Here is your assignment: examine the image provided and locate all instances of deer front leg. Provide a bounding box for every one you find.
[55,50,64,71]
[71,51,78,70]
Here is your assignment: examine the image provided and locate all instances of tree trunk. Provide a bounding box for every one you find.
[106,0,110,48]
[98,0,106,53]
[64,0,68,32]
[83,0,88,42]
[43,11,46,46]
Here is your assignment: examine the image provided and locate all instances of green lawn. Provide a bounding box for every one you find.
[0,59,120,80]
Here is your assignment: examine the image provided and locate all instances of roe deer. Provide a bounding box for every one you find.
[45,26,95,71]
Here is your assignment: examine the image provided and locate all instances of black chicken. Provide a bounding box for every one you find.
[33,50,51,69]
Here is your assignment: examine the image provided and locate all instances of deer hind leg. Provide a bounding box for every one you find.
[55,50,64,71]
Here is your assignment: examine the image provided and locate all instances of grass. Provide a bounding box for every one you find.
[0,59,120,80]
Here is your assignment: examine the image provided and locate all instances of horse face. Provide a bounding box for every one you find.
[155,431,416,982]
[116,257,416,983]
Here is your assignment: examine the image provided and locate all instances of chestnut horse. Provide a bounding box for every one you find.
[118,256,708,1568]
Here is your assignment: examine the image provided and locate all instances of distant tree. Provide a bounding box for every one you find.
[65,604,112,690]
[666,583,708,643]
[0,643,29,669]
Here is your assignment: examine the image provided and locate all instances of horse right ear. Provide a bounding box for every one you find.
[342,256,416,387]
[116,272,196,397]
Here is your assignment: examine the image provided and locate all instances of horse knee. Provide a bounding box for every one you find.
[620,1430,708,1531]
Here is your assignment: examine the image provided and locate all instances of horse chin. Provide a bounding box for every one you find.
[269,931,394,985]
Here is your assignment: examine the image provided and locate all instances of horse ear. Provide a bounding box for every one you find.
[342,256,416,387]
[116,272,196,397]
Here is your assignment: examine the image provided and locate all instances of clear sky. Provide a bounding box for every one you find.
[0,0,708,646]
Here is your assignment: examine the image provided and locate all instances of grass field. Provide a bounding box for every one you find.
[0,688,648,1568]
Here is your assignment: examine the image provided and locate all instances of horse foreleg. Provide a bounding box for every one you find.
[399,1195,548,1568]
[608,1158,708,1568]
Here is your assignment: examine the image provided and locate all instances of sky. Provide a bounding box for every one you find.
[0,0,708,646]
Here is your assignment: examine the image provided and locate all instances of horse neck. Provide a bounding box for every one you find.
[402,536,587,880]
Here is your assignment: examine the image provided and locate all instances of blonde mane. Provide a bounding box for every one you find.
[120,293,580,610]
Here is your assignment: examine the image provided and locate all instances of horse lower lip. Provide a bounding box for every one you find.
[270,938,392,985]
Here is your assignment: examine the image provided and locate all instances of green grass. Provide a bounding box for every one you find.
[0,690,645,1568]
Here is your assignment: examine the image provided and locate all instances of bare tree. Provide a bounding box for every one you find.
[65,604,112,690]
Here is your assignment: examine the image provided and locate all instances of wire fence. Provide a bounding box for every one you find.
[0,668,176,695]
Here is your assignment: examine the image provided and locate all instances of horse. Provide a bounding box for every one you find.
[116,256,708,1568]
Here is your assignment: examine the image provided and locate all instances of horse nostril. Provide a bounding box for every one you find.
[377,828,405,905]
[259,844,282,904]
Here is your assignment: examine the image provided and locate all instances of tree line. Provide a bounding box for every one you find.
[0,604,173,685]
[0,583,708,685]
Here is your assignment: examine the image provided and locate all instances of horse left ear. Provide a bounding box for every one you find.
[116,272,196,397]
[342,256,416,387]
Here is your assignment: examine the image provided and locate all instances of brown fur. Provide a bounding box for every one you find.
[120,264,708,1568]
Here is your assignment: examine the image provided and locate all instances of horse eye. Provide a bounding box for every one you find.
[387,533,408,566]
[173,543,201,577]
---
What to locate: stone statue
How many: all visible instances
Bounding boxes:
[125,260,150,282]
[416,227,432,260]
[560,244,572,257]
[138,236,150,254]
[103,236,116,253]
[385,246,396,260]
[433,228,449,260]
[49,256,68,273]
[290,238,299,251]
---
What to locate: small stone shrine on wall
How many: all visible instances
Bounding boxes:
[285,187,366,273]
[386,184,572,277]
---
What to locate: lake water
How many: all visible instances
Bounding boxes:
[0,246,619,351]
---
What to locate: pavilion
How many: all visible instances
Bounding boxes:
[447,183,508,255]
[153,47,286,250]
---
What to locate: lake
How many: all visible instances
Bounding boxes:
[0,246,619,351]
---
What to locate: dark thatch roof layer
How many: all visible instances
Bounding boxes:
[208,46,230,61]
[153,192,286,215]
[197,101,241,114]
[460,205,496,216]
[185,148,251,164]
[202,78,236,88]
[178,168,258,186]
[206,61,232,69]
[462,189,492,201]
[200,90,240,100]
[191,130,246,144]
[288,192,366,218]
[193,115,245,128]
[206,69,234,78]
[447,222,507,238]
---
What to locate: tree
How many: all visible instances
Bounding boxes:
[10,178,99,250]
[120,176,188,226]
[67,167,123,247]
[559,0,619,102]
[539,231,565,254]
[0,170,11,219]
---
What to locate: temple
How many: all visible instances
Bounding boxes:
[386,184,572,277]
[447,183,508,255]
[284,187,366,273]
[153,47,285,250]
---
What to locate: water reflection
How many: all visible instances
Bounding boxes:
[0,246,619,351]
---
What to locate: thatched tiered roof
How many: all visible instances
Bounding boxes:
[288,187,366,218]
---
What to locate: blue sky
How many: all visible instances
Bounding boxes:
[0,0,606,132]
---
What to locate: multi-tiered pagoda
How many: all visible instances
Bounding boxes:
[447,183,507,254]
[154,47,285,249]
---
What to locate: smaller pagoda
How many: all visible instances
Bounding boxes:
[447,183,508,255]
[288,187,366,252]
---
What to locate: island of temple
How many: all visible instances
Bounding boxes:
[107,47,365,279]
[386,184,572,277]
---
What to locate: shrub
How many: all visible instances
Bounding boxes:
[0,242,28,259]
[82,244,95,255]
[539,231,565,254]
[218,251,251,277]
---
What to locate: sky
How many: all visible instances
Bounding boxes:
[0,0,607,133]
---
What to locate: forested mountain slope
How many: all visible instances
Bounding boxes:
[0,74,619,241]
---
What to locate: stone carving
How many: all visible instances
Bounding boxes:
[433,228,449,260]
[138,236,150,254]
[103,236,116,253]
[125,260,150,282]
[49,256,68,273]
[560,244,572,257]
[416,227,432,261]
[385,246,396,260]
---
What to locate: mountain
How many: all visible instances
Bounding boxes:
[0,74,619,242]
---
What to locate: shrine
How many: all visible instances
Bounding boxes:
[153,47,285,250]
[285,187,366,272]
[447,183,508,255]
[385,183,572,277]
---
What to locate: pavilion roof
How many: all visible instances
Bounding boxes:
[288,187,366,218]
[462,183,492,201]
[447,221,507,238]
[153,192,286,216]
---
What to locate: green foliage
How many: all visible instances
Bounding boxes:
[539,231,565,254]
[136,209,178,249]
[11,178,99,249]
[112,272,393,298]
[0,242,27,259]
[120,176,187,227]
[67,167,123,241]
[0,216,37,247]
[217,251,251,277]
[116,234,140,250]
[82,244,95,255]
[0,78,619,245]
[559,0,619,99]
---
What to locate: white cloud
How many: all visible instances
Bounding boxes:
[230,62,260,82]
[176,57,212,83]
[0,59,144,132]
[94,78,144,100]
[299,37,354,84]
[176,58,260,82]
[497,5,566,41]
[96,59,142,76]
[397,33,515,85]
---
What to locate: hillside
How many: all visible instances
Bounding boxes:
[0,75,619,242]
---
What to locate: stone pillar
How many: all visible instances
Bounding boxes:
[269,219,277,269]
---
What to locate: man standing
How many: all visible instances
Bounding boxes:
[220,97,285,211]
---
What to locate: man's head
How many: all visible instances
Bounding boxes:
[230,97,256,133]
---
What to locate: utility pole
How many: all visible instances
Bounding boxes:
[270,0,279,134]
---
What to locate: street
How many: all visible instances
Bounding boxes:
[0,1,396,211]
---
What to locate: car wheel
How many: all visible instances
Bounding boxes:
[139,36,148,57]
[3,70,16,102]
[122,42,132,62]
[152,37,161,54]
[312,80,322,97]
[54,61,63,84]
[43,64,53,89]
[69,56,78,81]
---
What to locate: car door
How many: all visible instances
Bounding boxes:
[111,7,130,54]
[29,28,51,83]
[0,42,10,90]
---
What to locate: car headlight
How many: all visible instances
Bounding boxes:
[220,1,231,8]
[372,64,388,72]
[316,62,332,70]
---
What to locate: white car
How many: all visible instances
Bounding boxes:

REQUEST: Show every line of the records that contains the string "grass", with case counting.

TASK RESPONSE:
Here is your assignment: examine the image provided and locate all instances of grass. Provide a bounding box for every one you find.
Here is your assignment: examine the image provided and locate all instances of grass field. Provide a bounding box for every one you find.
Here is your assignment: examine the image provided and locate all instances of green grass. Provide a bounding box for every one you find.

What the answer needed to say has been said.